**STATED GOAL**
How many lines below contain the string "navy", matching case exactly? Tally them and reply with the number alone.

────────────────────────────────────────

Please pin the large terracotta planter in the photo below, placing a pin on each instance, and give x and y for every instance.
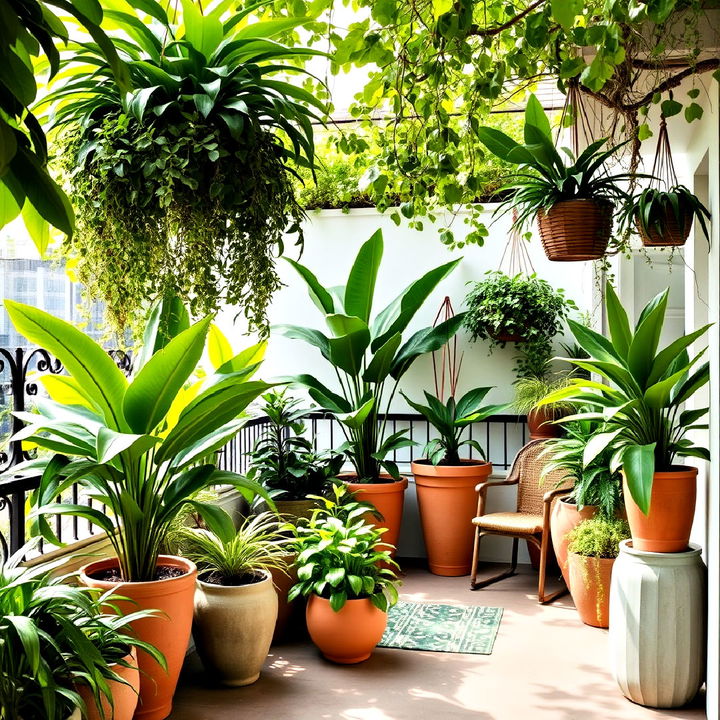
(658, 629)
(666, 528)
(573, 230)
(233, 628)
(565, 517)
(125, 697)
(590, 587)
(448, 502)
(540, 423)
(348, 636)
(388, 498)
(169, 631)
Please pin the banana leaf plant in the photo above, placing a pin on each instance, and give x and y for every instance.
(642, 405)
(141, 447)
(367, 354)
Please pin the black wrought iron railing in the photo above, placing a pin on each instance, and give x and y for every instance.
(501, 436)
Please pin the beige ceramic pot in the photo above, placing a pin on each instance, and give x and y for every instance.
(233, 628)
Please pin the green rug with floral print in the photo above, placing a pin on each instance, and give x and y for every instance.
(442, 628)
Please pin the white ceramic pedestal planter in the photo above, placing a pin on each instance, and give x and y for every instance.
(657, 625)
(233, 628)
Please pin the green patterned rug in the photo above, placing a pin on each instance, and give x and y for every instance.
(442, 628)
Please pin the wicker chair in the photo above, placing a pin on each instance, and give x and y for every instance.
(530, 522)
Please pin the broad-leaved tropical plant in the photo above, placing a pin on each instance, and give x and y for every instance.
(185, 182)
(544, 177)
(367, 354)
(642, 405)
(339, 555)
(141, 447)
(451, 419)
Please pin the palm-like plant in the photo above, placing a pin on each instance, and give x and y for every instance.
(185, 181)
(54, 636)
(367, 354)
(228, 556)
(642, 407)
(544, 177)
(142, 448)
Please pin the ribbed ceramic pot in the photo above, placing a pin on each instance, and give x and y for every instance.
(233, 626)
(658, 625)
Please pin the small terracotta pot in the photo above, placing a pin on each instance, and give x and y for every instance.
(233, 628)
(348, 636)
(590, 587)
(389, 500)
(540, 423)
(666, 528)
(448, 502)
(283, 580)
(565, 517)
(125, 697)
(169, 631)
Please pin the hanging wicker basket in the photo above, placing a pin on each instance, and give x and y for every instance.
(673, 234)
(574, 230)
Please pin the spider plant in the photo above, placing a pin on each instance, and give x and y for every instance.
(544, 177)
(228, 556)
(141, 447)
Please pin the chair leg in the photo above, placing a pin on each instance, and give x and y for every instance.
(474, 585)
(542, 597)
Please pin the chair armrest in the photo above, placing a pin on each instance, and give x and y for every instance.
(552, 494)
(482, 487)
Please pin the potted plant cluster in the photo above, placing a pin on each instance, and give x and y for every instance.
(348, 577)
(184, 182)
(235, 602)
(645, 430)
(592, 548)
(284, 460)
(574, 200)
(369, 357)
(63, 647)
(596, 488)
(445, 481)
(141, 448)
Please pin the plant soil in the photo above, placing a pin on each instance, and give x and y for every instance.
(162, 572)
(216, 578)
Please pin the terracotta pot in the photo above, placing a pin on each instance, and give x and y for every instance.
(233, 628)
(296, 509)
(125, 697)
(565, 517)
(590, 587)
(540, 423)
(573, 230)
(169, 632)
(388, 498)
(348, 636)
(666, 528)
(283, 580)
(448, 502)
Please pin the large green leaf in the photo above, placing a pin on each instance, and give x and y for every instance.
(424, 341)
(82, 357)
(360, 288)
(154, 388)
(639, 467)
(398, 314)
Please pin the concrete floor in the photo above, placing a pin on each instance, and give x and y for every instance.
(546, 665)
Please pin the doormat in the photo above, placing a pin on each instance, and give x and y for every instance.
(442, 628)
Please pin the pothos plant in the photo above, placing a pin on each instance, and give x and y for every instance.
(185, 182)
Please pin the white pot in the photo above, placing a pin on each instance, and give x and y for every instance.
(658, 625)
(233, 628)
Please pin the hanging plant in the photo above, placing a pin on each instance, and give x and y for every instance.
(185, 183)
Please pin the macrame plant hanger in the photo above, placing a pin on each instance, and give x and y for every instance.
(446, 364)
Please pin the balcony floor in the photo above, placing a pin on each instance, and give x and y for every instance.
(546, 665)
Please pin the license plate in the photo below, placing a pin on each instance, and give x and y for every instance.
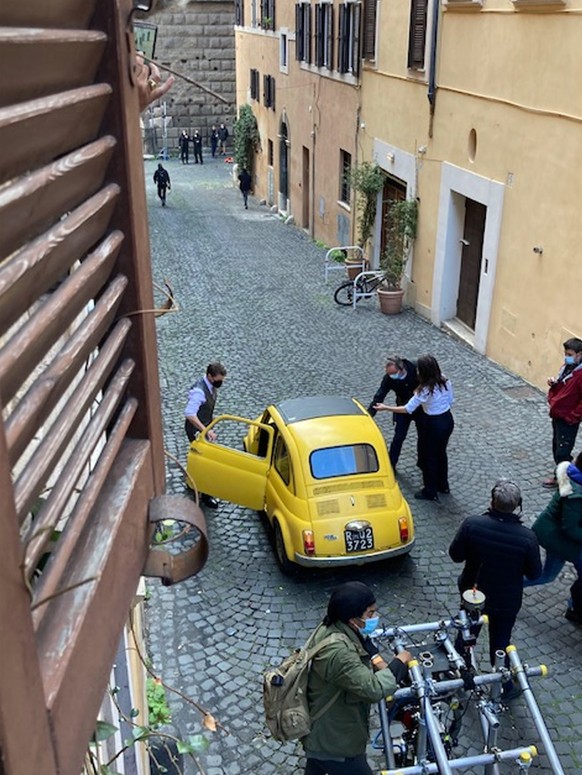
(359, 540)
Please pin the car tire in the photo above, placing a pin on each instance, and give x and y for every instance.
(283, 561)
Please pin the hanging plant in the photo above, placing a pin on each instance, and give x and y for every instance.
(401, 227)
(367, 180)
(247, 139)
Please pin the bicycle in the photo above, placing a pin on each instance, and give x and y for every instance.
(363, 287)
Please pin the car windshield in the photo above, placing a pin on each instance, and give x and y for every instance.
(343, 461)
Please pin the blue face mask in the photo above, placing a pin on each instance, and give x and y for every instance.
(369, 626)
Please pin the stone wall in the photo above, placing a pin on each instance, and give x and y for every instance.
(196, 39)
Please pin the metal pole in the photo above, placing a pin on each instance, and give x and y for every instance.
(519, 672)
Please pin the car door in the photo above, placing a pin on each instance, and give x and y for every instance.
(222, 469)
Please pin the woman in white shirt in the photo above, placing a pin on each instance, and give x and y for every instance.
(435, 395)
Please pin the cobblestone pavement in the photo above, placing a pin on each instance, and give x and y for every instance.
(251, 294)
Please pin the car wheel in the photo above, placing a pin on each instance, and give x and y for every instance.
(280, 553)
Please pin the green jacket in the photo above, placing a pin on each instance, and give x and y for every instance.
(343, 730)
(559, 526)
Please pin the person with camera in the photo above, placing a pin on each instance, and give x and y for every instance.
(347, 677)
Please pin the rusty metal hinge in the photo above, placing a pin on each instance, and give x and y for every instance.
(172, 568)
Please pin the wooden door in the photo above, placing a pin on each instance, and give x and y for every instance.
(472, 251)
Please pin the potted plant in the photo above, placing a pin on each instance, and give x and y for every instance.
(367, 180)
(401, 225)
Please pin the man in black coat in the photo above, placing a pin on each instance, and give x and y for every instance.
(401, 378)
(498, 551)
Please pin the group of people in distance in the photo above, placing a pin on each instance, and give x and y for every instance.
(218, 143)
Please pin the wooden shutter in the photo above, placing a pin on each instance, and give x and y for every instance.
(318, 54)
(239, 12)
(342, 44)
(330, 37)
(417, 35)
(370, 11)
(356, 10)
(299, 32)
(81, 449)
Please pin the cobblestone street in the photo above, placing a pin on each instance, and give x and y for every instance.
(251, 294)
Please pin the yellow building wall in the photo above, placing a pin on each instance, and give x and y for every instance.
(322, 116)
(513, 78)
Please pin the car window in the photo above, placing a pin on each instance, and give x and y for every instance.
(281, 460)
(343, 461)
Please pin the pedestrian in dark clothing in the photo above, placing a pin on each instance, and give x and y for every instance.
(162, 179)
(213, 140)
(245, 185)
(498, 551)
(346, 677)
(559, 531)
(401, 378)
(197, 142)
(222, 138)
(184, 142)
(200, 409)
(435, 424)
(565, 401)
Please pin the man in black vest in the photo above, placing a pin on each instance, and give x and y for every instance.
(401, 378)
(200, 408)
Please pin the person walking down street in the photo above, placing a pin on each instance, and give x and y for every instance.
(245, 185)
(200, 410)
(184, 142)
(213, 140)
(197, 143)
(565, 402)
(498, 551)
(222, 139)
(434, 395)
(401, 378)
(347, 677)
(162, 179)
(559, 532)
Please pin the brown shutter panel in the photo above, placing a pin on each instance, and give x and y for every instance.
(417, 36)
(81, 444)
(370, 10)
(356, 47)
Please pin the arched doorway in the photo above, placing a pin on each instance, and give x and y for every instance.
(283, 165)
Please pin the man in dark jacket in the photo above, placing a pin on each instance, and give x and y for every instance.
(565, 402)
(498, 551)
(162, 180)
(200, 409)
(347, 677)
(402, 379)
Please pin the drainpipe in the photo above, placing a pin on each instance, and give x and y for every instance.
(433, 58)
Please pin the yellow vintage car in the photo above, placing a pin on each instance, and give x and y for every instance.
(319, 468)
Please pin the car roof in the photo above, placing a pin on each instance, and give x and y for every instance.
(294, 410)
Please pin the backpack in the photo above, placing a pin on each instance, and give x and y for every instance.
(285, 692)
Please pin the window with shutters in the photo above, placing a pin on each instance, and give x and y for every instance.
(303, 32)
(349, 54)
(254, 84)
(81, 446)
(369, 31)
(417, 34)
(324, 35)
(239, 8)
(268, 14)
(269, 91)
(345, 193)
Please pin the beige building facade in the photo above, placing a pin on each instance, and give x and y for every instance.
(473, 108)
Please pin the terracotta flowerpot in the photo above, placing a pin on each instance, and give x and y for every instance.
(390, 301)
(354, 267)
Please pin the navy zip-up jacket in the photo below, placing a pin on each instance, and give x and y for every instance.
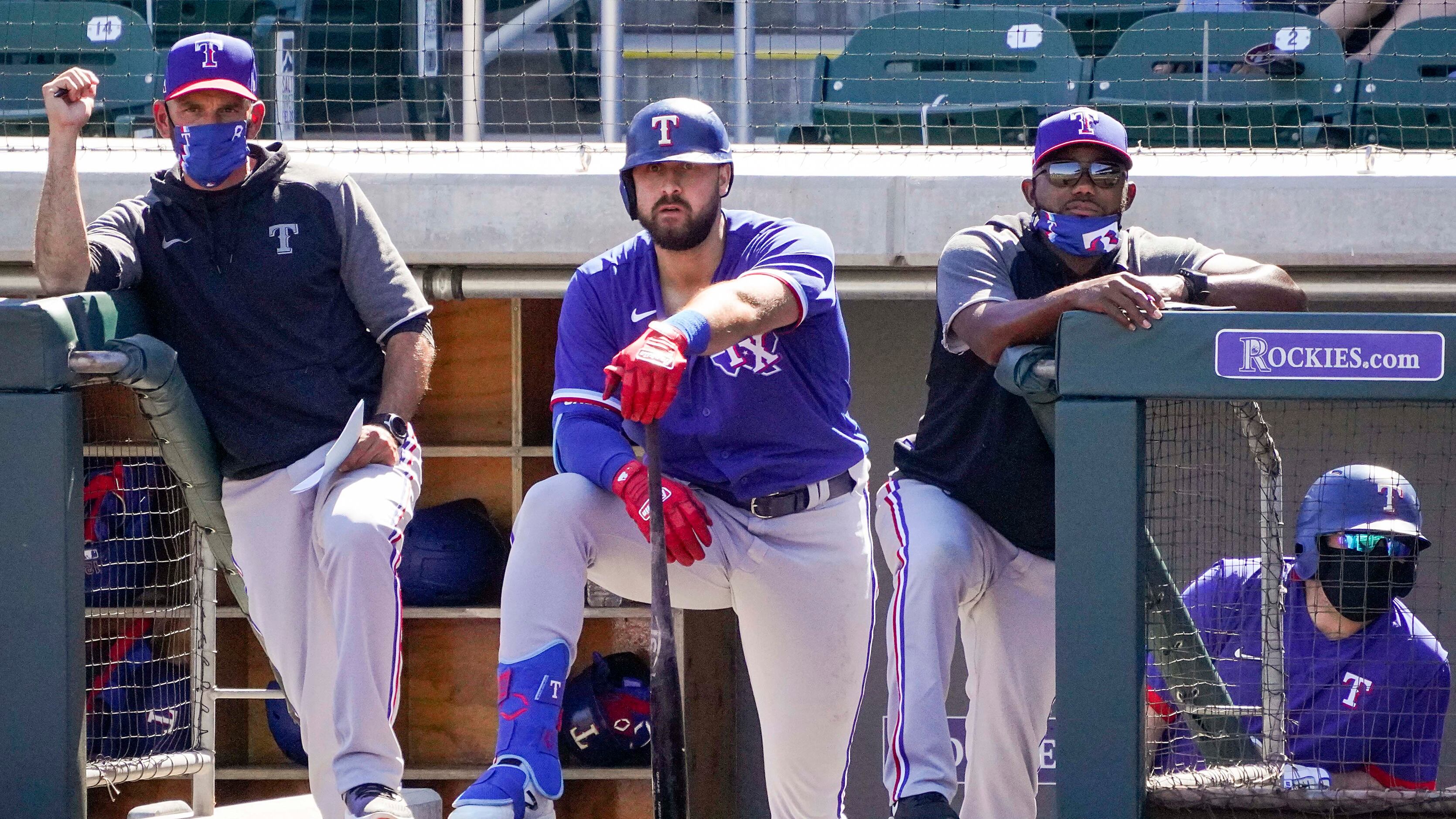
(279, 297)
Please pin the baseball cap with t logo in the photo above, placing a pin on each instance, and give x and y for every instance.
(211, 62)
(1081, 126)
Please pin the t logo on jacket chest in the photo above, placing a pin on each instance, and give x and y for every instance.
(282, 232)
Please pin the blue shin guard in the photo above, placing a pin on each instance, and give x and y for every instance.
(529, 700)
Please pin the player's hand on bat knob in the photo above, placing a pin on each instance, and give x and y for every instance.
(375, 447)
(1128, 299)
(685, 519)
(648, 371)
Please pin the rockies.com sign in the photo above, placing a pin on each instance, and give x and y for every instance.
(1330, 355)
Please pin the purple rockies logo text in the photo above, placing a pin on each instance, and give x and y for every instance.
(1330, 355)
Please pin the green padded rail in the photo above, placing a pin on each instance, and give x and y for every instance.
(1104, 378)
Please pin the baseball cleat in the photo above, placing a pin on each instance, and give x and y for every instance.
(924, 806)
(376, 802)
(503, 792)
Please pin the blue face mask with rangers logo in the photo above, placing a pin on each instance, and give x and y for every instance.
(1081, 235)
(210, 154)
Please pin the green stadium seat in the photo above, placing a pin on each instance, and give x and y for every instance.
(1094, 24)
(1097, 24)
(41, 40)
(1171, 89)
(1407, 95)
(954, 76)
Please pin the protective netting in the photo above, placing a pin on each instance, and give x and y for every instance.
(1193, 75)
(1285, 700)
(142, 591)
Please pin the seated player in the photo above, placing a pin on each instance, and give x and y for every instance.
(744, 362)
(1366, 682)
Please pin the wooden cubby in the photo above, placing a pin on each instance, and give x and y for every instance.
(485, 427)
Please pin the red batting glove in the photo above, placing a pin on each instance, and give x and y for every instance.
(648, 371)
(685, 519)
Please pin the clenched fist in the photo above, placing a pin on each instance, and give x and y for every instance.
(70, 99)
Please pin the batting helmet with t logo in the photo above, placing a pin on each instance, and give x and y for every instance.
(673, 130)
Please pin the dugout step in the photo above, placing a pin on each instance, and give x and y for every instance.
(423, 802)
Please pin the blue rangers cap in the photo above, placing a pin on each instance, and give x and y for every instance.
(211, 62)
(673, 130)
(1354, 499)
(1081, 126)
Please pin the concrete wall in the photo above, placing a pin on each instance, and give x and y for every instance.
(515, 205)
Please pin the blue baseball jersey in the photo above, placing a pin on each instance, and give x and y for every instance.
(768, 414)
(1372, 701)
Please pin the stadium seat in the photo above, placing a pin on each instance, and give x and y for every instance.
(1094, 24)
(1407, 95)
(957, 76)
(1097, 24)
(41, 40)
(1251, 79)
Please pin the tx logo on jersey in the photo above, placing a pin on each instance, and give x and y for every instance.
(1359, 687)
(757, 353)
(665, 126)
(283, 232)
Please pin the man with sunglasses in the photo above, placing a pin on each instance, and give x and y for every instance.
(1366, 684)
(966, 521)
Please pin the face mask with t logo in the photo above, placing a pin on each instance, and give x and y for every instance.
(1079, 235)
(210, 154)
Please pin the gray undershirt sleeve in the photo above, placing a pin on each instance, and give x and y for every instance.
(375, 274)
(972, 270)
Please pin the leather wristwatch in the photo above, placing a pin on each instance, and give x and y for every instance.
(394, 423)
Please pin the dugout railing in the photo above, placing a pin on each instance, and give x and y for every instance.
(1190, 444)
(120, 672)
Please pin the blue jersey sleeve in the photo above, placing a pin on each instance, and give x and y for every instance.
(584, 346)
(1214, 602)
(1410, 755)
(803, 259)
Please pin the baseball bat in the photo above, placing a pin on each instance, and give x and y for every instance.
(669, 747)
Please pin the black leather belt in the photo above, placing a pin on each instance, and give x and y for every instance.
(790, 502)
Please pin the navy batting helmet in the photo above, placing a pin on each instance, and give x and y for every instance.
(452, 556)
(673, 130)
(126, 528)
(1354, 499)
(137, 704)
(606, 712)
(286, 729)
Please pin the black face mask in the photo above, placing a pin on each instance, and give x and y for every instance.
(1362, 587)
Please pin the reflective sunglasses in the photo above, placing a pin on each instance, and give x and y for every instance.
(1377, 544)
(1068, 174)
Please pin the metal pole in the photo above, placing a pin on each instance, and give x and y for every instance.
(1272, 564)
(205, 669)
(471, 17)
(743, 53)
(610, 71)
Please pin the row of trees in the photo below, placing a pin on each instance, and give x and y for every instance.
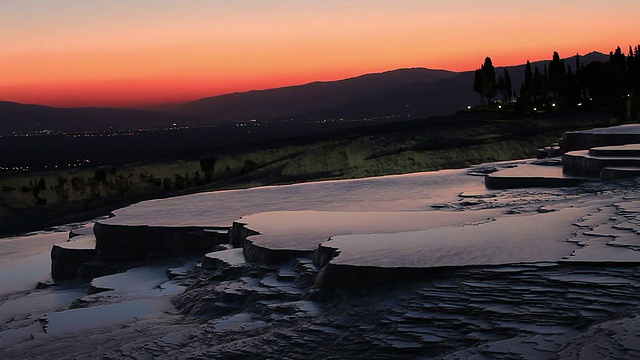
(613, 83)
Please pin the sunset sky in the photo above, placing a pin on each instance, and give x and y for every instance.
(133, 53)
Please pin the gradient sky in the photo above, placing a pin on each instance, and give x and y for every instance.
(137, 52)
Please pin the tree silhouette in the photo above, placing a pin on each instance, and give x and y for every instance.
(557, 74)
(484, 82)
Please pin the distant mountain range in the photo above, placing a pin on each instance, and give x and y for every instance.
(403, 93)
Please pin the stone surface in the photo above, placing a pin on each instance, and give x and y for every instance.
(531, 175)
(615, 135)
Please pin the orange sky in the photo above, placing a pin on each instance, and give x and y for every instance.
(132, 53)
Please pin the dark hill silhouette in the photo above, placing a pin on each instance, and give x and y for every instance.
(21, 118)
(405, 93)
(313, 97)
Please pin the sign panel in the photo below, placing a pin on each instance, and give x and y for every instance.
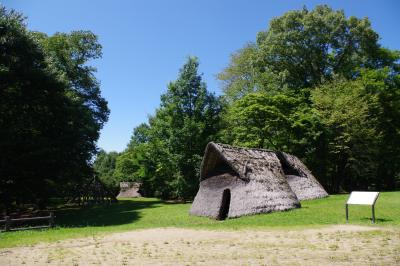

────────────────────────────────────────

**RESPONSE**
2